— EXTRACTED ENTRIES —
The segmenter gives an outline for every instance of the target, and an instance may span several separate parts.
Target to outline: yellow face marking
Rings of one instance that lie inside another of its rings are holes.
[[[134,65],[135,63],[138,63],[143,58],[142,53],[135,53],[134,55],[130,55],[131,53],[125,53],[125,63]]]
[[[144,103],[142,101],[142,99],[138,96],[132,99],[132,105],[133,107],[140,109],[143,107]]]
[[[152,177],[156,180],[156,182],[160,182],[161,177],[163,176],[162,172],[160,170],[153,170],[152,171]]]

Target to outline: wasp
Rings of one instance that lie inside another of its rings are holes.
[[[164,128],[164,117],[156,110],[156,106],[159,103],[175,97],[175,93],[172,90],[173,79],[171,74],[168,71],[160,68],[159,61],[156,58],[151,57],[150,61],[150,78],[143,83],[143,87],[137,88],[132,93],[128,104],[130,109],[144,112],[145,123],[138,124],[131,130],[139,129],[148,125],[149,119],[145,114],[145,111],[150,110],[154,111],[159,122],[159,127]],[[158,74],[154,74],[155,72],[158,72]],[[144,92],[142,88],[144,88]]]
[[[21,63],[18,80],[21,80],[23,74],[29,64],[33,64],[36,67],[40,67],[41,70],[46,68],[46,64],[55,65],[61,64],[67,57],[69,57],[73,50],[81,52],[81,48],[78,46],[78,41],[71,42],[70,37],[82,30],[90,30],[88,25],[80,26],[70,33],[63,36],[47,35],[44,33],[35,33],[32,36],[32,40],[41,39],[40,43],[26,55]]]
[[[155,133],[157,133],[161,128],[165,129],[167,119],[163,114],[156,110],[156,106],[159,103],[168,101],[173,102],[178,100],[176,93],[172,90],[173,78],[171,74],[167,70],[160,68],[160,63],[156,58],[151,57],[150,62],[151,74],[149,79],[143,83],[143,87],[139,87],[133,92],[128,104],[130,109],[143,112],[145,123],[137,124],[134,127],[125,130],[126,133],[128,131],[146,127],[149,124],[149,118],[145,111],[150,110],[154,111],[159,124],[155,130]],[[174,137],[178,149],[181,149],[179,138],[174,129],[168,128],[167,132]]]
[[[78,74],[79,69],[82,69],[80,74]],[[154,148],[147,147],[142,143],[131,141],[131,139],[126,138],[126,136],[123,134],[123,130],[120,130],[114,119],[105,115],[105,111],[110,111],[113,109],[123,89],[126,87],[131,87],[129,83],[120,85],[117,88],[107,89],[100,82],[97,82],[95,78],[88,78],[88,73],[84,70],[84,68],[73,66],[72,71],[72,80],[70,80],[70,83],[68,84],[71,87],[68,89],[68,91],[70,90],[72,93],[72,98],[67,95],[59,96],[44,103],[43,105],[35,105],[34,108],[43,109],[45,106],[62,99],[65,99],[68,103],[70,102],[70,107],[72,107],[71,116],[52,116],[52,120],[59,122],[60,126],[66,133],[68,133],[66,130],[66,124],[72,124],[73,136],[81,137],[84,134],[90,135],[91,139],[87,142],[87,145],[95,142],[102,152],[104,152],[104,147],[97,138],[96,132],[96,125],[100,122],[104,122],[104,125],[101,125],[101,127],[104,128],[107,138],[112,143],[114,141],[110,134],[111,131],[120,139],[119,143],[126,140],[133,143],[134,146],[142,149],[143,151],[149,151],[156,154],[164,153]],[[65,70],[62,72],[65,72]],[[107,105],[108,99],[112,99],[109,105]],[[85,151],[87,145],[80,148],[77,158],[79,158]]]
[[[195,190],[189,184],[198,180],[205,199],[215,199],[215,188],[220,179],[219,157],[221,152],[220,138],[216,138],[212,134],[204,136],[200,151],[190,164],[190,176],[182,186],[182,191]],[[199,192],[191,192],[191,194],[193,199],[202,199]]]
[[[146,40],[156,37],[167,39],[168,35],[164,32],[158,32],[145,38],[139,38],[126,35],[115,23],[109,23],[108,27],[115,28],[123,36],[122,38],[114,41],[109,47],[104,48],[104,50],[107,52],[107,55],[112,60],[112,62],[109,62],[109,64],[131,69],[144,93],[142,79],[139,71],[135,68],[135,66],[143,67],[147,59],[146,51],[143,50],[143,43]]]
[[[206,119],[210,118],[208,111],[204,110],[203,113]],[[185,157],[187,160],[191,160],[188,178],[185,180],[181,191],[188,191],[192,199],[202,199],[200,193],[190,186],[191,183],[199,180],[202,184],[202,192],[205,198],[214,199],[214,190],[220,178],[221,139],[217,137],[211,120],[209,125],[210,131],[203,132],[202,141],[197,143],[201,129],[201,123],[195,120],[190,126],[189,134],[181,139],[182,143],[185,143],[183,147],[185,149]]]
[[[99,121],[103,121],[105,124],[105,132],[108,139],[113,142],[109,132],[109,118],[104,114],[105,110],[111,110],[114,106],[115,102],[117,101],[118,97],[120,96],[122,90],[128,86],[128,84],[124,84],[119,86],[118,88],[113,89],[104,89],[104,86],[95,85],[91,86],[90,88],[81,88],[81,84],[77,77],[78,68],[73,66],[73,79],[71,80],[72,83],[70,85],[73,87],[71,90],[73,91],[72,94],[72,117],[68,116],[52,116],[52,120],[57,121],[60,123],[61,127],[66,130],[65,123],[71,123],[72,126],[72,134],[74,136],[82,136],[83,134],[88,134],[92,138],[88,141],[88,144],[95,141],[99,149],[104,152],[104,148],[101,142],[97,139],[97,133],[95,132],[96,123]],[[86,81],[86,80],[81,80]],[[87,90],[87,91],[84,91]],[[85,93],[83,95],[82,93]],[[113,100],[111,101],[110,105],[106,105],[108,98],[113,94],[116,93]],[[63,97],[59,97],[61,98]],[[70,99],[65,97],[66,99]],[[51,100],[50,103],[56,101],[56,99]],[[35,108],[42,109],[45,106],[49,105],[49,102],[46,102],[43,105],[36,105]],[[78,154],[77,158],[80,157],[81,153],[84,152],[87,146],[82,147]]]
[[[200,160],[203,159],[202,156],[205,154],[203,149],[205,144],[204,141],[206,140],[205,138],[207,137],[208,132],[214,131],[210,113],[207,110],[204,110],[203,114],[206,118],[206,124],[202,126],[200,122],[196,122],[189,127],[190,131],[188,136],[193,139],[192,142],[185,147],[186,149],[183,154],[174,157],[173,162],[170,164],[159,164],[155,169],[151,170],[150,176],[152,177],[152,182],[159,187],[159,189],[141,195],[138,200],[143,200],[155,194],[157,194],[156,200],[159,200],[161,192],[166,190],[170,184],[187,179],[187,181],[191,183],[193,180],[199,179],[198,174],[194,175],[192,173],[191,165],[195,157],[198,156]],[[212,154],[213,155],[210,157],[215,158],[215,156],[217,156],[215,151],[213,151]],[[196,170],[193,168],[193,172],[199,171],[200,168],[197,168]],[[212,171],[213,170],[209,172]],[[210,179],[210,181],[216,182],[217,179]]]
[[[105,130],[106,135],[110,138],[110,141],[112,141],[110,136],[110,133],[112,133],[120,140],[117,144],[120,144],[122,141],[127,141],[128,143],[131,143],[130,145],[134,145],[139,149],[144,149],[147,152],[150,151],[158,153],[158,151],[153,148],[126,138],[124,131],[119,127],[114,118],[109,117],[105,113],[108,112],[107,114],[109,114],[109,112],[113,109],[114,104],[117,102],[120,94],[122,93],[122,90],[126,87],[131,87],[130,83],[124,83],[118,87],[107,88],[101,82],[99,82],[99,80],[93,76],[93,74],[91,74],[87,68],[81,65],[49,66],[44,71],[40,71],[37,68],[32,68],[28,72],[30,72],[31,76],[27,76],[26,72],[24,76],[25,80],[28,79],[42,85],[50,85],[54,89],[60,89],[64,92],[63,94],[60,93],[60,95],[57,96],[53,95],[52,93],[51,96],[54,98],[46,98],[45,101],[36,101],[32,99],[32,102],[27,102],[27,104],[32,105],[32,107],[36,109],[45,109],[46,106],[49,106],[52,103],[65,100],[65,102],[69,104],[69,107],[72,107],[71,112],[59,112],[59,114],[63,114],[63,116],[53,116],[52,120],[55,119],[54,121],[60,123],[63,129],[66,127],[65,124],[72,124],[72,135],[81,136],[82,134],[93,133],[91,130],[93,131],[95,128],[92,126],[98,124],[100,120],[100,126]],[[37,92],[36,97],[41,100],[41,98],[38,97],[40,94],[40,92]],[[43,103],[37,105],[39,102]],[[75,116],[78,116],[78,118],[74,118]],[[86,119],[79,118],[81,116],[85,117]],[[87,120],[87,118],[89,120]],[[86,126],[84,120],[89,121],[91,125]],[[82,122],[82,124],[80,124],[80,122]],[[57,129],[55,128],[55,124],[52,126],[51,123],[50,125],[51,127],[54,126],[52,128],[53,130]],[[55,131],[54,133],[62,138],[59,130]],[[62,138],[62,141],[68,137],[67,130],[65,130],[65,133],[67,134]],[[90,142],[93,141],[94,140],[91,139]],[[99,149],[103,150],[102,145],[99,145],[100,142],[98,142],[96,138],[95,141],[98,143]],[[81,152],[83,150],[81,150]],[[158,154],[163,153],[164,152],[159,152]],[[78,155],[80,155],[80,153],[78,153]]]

— DIRECTIONS FOR THIS TASK —
The response must repeat exactly the lines from the top of the material through the line containing "Target to outline: yellow face marking", both included, with no other output.

— RESPONSE TO THIS EXERCISE —
The segmenter gives an outline for every instance of the target, and an instance may span several separate parts.
Target to outline: yellow face marking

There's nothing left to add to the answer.